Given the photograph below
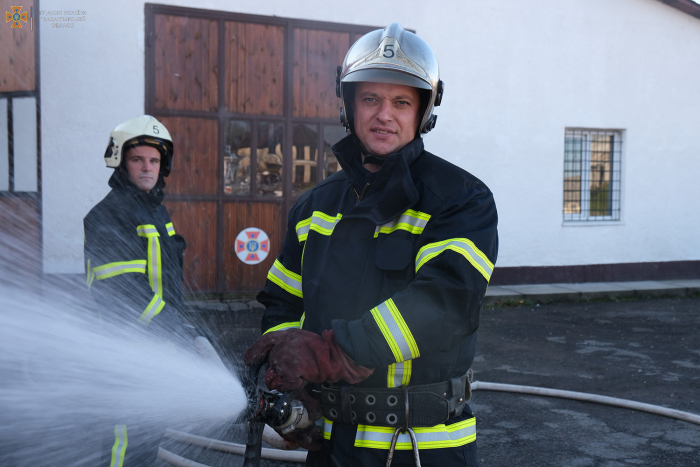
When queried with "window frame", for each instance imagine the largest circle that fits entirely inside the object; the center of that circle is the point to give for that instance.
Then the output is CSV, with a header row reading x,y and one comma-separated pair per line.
x,y
584,216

_ _ _ _

Problem statement -
A word-for-word copy of the listing is the goal; keep every picture out of it.

Output for this task -
Given the photograph below
When queried with "window frame", for each instance imagine the largest circle that fits entirely inside the object; the center of that circle is the point to give for that instance.
Then the output is CSV, with a header row reading x,y and one comma-separated pair per line.
x,y
584,216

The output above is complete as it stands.